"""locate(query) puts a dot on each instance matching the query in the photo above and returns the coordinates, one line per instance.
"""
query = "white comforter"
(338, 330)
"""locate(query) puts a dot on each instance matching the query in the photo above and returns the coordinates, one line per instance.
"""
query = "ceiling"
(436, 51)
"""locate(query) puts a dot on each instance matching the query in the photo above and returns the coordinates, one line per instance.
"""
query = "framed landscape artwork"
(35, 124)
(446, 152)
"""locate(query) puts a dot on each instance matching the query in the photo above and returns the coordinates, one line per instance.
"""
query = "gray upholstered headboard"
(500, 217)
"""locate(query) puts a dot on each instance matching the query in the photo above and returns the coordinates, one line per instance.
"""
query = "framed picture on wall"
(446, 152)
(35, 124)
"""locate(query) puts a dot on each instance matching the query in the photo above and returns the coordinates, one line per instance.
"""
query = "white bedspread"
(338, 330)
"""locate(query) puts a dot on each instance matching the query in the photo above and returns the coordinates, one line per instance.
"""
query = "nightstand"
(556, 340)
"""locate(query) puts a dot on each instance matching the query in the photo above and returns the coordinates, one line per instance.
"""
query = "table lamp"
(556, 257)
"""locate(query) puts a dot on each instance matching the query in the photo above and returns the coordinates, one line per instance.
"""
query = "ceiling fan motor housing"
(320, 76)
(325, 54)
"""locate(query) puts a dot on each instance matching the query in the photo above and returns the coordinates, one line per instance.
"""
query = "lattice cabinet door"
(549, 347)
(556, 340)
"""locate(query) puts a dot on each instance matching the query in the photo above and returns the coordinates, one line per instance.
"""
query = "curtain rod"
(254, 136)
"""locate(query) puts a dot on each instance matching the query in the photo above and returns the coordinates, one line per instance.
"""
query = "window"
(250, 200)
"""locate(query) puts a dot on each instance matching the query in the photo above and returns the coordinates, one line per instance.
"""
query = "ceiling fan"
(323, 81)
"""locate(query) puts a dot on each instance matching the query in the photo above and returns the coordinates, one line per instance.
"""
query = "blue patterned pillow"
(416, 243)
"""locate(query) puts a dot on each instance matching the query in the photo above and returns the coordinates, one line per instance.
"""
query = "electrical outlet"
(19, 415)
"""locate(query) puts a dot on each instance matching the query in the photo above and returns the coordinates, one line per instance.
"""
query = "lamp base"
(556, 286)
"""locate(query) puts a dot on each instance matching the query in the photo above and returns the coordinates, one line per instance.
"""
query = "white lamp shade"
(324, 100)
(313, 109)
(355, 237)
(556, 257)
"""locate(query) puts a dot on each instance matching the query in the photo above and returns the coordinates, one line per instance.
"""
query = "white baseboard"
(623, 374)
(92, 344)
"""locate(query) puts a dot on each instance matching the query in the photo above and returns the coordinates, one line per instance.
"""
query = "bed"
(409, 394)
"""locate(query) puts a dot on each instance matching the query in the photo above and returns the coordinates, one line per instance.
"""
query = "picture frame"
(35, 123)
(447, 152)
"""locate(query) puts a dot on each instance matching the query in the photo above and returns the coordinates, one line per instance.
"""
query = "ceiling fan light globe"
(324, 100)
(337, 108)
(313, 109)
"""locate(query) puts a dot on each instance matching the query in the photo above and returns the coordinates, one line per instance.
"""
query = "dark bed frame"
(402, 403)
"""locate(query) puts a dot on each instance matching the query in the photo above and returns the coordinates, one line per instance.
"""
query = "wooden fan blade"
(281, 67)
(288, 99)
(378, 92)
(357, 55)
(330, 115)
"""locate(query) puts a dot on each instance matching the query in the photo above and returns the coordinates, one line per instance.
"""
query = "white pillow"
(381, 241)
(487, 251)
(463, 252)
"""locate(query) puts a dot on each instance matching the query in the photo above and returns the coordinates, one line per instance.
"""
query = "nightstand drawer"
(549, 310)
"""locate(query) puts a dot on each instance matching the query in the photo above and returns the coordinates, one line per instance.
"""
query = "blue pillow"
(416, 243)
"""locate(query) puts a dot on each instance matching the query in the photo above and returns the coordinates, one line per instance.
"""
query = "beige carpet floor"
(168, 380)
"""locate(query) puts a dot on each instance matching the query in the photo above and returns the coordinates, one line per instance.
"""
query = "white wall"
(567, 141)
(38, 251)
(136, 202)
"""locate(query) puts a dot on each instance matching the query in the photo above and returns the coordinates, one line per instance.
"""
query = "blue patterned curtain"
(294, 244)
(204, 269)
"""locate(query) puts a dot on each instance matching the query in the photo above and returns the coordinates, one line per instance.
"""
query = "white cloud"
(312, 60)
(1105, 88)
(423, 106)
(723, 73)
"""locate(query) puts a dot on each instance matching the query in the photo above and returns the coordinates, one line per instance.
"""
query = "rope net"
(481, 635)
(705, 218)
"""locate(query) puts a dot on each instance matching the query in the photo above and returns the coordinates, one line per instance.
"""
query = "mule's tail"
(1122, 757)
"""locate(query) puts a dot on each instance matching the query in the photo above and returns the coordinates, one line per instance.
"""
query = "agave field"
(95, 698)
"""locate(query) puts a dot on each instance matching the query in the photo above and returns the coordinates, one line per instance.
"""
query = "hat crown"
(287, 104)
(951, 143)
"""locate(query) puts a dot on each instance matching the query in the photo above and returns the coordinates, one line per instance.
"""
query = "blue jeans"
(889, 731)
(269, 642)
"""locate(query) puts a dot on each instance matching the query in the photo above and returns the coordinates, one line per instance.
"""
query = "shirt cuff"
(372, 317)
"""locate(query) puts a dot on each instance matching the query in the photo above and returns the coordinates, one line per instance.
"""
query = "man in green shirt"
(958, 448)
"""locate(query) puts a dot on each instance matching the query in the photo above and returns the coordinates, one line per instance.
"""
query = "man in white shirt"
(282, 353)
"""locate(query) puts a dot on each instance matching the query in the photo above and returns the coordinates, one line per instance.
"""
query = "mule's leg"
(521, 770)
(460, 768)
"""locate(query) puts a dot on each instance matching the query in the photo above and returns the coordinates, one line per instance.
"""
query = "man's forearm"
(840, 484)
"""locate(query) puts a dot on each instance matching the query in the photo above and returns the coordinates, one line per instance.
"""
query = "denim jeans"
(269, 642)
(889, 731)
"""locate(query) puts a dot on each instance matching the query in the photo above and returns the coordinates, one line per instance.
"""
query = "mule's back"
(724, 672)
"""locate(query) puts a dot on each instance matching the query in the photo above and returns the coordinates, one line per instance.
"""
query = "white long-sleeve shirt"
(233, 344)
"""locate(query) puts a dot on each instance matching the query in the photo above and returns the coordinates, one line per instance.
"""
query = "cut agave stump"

------------------------------------------------

# [What you will do]
Pull out every line of the listing above that contains the word "patterned", and only those lines. Uppercase and lowercase count as different.

# [Full output]
query = "blue patterned pillow"
query = "blue patterned curtain"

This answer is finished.